■ Directions
The entries that follow contain images, which should be left out; output everything else exactly.

──────────

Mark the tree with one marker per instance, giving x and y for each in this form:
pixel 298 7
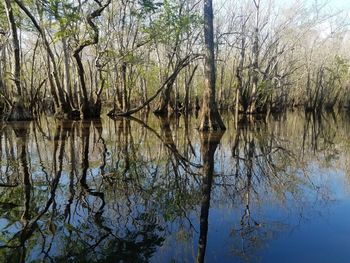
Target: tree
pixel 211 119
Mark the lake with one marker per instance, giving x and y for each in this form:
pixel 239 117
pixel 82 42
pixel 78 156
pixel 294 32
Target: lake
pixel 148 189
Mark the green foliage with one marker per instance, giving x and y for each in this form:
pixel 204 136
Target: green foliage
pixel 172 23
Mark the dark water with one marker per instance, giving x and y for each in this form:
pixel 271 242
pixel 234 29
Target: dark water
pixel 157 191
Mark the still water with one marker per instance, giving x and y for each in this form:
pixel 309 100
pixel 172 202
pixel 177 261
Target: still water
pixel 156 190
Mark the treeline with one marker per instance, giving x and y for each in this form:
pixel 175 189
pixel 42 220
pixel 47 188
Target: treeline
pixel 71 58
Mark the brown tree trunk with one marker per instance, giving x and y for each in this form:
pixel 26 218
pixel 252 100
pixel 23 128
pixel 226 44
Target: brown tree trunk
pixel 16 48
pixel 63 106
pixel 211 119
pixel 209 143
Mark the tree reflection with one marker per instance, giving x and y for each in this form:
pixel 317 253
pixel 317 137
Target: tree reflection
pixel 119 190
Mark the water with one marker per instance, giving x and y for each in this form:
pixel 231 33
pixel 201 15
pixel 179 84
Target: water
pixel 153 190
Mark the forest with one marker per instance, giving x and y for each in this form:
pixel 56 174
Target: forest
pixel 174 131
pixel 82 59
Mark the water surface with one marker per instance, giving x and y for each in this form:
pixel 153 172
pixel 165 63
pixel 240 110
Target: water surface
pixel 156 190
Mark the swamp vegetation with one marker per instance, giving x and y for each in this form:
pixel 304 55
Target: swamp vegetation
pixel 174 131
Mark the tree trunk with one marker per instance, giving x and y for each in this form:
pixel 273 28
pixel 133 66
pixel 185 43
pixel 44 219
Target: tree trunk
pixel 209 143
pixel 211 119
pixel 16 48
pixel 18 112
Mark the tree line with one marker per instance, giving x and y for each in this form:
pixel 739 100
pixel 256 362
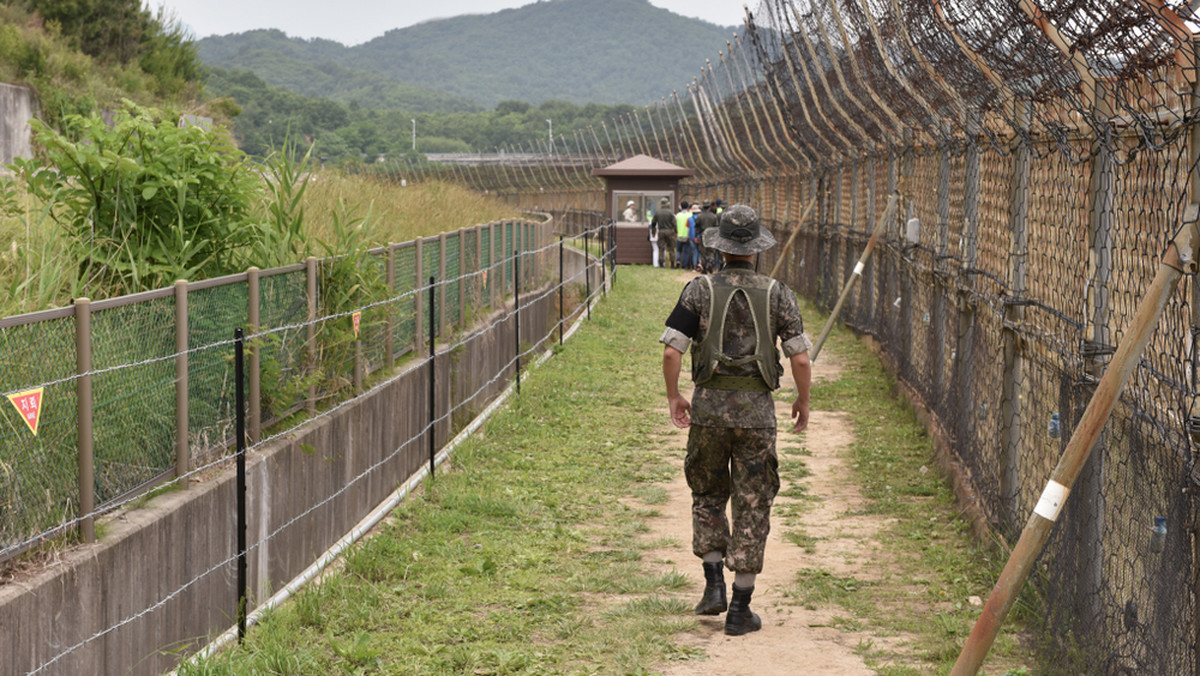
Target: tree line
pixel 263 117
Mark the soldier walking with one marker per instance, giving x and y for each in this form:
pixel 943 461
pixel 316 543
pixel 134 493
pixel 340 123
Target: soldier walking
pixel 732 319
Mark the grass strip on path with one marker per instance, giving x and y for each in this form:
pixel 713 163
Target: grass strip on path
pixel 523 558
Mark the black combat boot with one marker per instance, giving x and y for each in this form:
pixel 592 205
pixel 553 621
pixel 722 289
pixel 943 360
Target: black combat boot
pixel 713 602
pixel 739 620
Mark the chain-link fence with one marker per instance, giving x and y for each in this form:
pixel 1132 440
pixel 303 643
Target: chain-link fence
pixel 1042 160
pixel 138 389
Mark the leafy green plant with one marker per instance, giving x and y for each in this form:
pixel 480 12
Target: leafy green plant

──────────

■ Solution to this task
Mark the tree with one marker per instance, giving x and y for each in this form:
pixel 298 7
Target: tree
pixel 211 119
Mark the lake with one marker per instance, giving x and y for each in this form:
pixel 239 117
pixel 82 42
pixel 78 156
pixel 294 32
Target: lake
pixel 148 189
Mark the green foliage with one marker per instance, giving x and y for each in this form:
pixel 204 136
Target: green foliage
pixel 172 23
Mark the dark water with one marker per instance, giving x and y for each in this form:
pixel 271 242
pixel 234 29
Target: dark water
pixel 157 191
Mark the still water with one marker per instance, giving x and y for each in this form:
pixel 309 100
pixel 172 202
pixel 177 261
Target: still water
pixel 156 190
Mark the treeline with one marker per instance, giving x and y for each in this form:
pixel 175 189
pixel 42 220
pixel 47 188
Target: treeline
pixel 71 58
Mark the brown tree trunk with one marker per instance, giving x and y for each in this form:
pixel 26 218
pixel 252 100
pixel 23 128
pixel 226 44
Target: brown tree trunk
pixel 16 48
pixel 63 106
pixel 211 119
pixel 209 143
Mark the tree reflection with one marker per instance, giving x and y for each in this form:
pixel 317 253
pixel 317 137
Target: tree reflection
pixel 119 190
Mark the water with one marker per instance, giving x and y for each in this form:
pixel 231 33
pixel 201 15
pixel 179 84
Target: water
pixel 153 190
Mark the forest with one marker per instance, giving x and y for each in this form:
pixel 56 174
Target: forest
pixel 174 131
pixel 82 59
Mark the water surface with one marker per instance, giving x and y for each in this form:
pixel 153 172
pixel 165 63
pixel 240 110
Target: water surface
pixel 156 190
Mark the swamp vegetation with one marker per instance, giving x and y for each in this form:
pixel 304 55
Target: swamp vegetation
pixel 174 131
Mark the tree trunk with one marker per instance, giving x and y for each in this form:
pixel 273 28
pixel 133 66
pixel 185 43
pixel 44 219
Target: tree trunk
pixel 209 143
pixel 211 119
pixel 16 48
pixel 18 112
Mark the tree line with one marker per instance, giving x and y for each in this form:
pixel 739 100
pixel 256 362
Target: tree line
pixel 263 117
Mark the soldier walking with one marker per instance, giving x and y for each in this form:
pixel 943 461
pixel 316 543
pixel 134 493
pixel 340 123
Target: soldier walking
pixel 732 319
Mark the grass strip on path with one marker per instance, giving x and y for each in this form:
pixel 713 163
Target: grass strip on path
pixel 523 558
Mark the black combat boot with one marker per instance, giving x and y for each in this form:
pixel 592 205
pixel 553 621
pixel 722 289
pixel 943 360
Target: black combat boot
pixel 713 602
pixel 739 620
Mark the chain-link fence with one marker per instance, giving x and y for each in this form:
pixel 1132 440
pixel 303 643
Target: chain-link fence
pixel 1042 160
pixel 138 389
Mark the leafy green plant with one marker per instance, giving x and y for each in this form:
pixel 480 12
Target: leafy green plant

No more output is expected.